Extract:
+===+

Since gaining independence from colonial rule in 1956, the people of South Sudan have been the victims of constant violence and political turmoil, experiencing only short intervals of peace for nearly half a century. Throughout the First and Second Sudanese Civil Wars, an estimated 2.5 million South Sudanese lost their lives while over 4 million others were displaced.
The Sudanese Civil War formally ended with the signing of the Comprehensive Peace Agreement in 2005. In a referendum which took place in January, 2011, over 99% of the South Sudanese population voted for independence from the government in Khartoum.
On July 9, 2011, South Sudan became internationally recognized at the world’s 193rd nation.
While leaders of the new South Sudan know that the road towards development will not be without challenges, the people are optimistic for the future of their country.

+===+

Data section:
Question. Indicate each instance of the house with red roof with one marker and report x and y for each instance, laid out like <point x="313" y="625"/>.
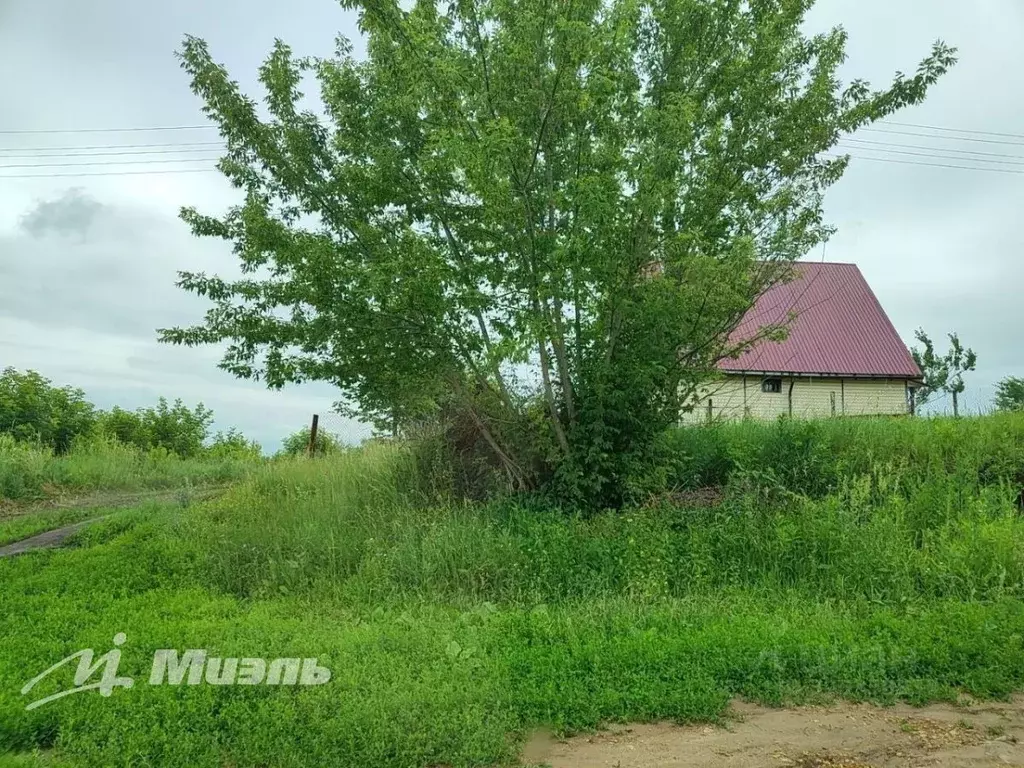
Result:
<point x="842" y="355"/>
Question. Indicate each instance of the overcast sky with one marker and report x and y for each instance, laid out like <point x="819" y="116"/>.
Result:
<point x="87" y="263"/>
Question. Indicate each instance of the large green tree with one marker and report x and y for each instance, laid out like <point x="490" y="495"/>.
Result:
<point x="540" y="217"/>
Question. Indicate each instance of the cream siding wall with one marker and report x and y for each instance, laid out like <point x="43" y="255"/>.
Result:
<point x="731" y="397"/>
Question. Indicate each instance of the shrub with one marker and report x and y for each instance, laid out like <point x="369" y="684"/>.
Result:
<point x="233" y="444"/>
<point x="32" y="409"/>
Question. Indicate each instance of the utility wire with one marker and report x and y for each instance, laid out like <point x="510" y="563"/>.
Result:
<point x="951" y="130"/>
<point x="113" y="162"/>
<point x="932" y="148"/>
<point x="935" y="156"/>
<point x="105" y="155"/>
<point x="111" y="130"/>
<point x="58" y="151"/>
<point x="113" y="173"/>
<point x="944" y="138"/>
<point x="934" y="165"/>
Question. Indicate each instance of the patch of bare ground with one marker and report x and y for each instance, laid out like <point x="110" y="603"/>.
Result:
<point x="61" y="499"/>
<point x="843" y="735"/>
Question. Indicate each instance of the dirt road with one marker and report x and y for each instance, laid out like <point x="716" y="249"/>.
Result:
<point x="840" y="736"/>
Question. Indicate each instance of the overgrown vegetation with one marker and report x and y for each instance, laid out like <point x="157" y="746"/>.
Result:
<point x="34" y="411"/>
<point x="53" y="440"/>
<point x="876" y="559"/>
<point x="592" y="192"/>
<point x="28" y="471"/>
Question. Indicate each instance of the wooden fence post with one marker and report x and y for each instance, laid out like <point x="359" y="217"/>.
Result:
<point x="312" y="435"/>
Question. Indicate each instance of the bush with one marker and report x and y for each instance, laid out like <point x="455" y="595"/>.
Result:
<point x="32" y="409"/>
<point x="172" y="427"/>
<point x="233" y="444"/>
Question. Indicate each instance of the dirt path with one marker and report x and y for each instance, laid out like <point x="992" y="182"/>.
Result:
<point x="56" y="537"/>
<point x="840" y="736"/>
<point x="49" y="540"/>
<point x="112" y="499"/>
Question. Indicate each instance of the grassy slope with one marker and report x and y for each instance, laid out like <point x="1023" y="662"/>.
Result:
<point x="28" y="472"/>
<point x="448" y="629"/>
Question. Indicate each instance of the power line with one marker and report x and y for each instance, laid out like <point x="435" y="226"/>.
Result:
<point x="36" y="131"/>
<point x="935" y="156"/>
<point x="104" y="155"/>
<point x="934" y="165"/>
<point x="952" y="130"/>
<point x="113" y="162"/>
<point x="34" y="150"/>
<point x="926" y="146"/>
<point x="113" y="173"/>
<point x="944" y="138"/>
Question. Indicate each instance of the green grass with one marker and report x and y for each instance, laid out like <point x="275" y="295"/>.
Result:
<point x="30" y="472"/>
<point x="453" y="630"/>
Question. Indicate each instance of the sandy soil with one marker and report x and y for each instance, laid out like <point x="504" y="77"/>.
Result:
<point x="840" y="736"/>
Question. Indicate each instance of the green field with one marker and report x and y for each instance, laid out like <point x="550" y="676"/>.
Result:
<point x="877" y="559"/>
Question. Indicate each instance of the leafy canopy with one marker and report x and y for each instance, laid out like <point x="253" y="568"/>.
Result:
<point x="942" y="373"/>
<point x="537" y="219"/>
<point x="1010" y="394"/>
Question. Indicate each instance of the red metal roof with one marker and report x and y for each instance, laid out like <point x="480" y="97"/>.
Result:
<point x="840" y="329"/>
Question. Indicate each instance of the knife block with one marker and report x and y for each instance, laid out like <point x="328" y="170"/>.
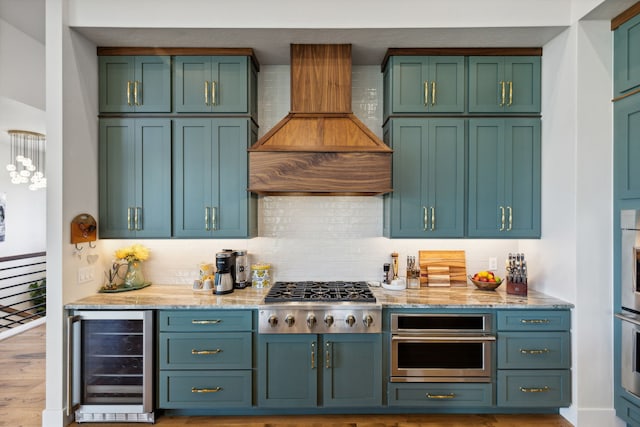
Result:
<point x="516" y="288"/>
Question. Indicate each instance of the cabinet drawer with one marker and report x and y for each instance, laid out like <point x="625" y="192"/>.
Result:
<point x="201" y="350"/>
<point x="534" y="350"/>
<point x="534" y="320"/>
<point x="542" y="388"/>
<point x="440" y="395"/>
<point x="204" y="389"/>
<point x="205" y="320"/>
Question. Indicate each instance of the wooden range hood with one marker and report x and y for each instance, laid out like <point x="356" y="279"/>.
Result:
<point x="320" y="147"/>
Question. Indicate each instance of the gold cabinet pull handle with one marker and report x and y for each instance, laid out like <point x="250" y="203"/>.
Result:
<point x="534" y="321"/>
<point x="534" y="351"/>
<point x="425" y="92"/>
<point x="206" y="322"/>
<point x="205" y="352"/>
<point x="535" y="389"/>
<point x="510" y="94"/>
<point x="433" y="218"/>
<point x="433" y="93"/>
<point x="441" y="396"/>
<point x="425" y="219"/>
<point x="135" y="92"/>
<point x="205" y="390"/>
<point x="327" y="356"/>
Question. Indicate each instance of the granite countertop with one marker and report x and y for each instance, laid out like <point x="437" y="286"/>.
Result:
<point x="183" y="297"/>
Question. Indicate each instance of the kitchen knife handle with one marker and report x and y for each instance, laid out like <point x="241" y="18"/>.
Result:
<point x="433" y="93"/>
<point x="425" y="91"/>
<point x="433" y="218"/>
<point x="135" y="92"/>
<point x="510" y="94"/>
<point x="425" y="219"/>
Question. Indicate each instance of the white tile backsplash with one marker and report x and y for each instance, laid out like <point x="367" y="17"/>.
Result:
<point x="312" y="238"/>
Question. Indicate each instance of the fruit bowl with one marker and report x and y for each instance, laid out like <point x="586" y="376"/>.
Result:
<point x="485" y="286"/>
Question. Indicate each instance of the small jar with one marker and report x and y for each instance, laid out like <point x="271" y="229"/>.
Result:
<point x="260" y="275"/>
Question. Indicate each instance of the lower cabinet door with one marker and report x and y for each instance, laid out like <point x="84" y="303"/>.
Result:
<point x="204" y="389"/>
<point x="441" y="395"/>
<point x="535" y="388"/>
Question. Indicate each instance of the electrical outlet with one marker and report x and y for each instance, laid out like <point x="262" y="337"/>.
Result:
<point x="86" y="274"/>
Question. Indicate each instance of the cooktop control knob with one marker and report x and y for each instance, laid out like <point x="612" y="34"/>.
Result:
<point x="289" y="320"/>
<point x="367" y="320"/>
<point x="351" y="320"/>
<point x="328" y="320"/>
<point x="311" y="320"/>
<point x="273" y="320"/>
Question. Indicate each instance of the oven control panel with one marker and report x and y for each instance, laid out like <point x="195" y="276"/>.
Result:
<point x="315" y="319"/>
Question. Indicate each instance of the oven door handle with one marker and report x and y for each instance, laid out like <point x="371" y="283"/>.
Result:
<point x="436" y="338"/>
<point x="627" y="319"/>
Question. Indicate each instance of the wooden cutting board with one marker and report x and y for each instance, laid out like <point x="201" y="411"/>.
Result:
<point x="442" y="268"/>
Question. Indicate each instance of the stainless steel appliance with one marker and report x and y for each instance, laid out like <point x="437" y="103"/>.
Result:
<point x="223" y="282"/>
<point x="441" y="347"/>
<point x="630" y="301"/>
<point x="111" y="366"/>
<point x="319" y="307"/>
<point x="242" y="277"/>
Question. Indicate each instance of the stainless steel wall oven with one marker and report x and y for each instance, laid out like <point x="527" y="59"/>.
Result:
<point x="441" y="347"/>
<point x="110" y="366"/>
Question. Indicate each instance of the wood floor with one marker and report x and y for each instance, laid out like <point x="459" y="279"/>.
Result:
<point x="22" y="399"/>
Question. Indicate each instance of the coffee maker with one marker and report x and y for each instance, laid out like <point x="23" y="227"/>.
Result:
<point x="225" y="272"/>
<point x="241" y="277"/>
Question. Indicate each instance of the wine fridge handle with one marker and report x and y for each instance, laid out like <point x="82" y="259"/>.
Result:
<point x="71" y="405"/>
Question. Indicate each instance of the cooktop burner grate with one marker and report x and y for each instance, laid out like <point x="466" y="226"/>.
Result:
<point x="319" y="292"/>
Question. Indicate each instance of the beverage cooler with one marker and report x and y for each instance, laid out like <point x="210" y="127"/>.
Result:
<point x="111" y="366"/>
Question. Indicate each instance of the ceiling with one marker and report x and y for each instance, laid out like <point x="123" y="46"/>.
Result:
<point x="368" y="44"/>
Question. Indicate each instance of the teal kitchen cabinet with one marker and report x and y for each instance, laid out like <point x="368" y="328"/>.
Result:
<point x="210" y="197"/>
<point x="308" y="370"/>
<point x="534" y="358"/>
<point x="209" y="367"/>
<point x="134" y="84"/>
<point x="135" y="178"/>
<point x="504" y="84"/>
<point x="428" y="178"/>
<point x="626" y="56"/>
<point x="626" y="130"/>
<point x="504" y="178"/>
<point x="214" y="84"/>
<point x="424" y="84"/>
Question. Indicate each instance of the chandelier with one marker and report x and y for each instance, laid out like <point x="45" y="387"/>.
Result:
<point x="27" y="159"/>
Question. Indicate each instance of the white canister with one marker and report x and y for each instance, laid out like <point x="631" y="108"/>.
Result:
<point x="260" y="275"/>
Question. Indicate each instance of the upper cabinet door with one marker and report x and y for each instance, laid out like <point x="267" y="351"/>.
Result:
<point x="135" y="84"/>
<point x="211" y="84"/>
<point x="504" y="84"/>
<point x="626" y="56"/>
<point x="424" y="84"/>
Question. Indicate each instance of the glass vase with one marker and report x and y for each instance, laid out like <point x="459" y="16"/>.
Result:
<point x="134" y="277"/>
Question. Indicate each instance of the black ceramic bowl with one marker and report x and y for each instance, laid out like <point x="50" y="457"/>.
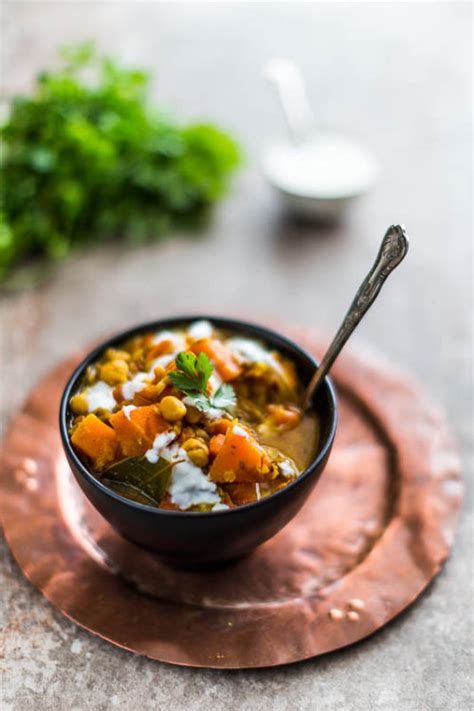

+===+

Task details: Copy from the South Sudan passage above, word for word, the stretch that begins at the words "The Sudanese Civil" and stops after the words "world’s 193rd nation.".

Response to the exercise:
The Sudanese Civil War formally ended with the signing of the Comprehensive Peace Agreement in 2005. In a referendum which took place in January, 2011, over 99% of the South Sudanese population voted for independence from the government in Khartoum.
On July 9, 2011, South Sudan became internationally recognized at the world’s 193rd nation.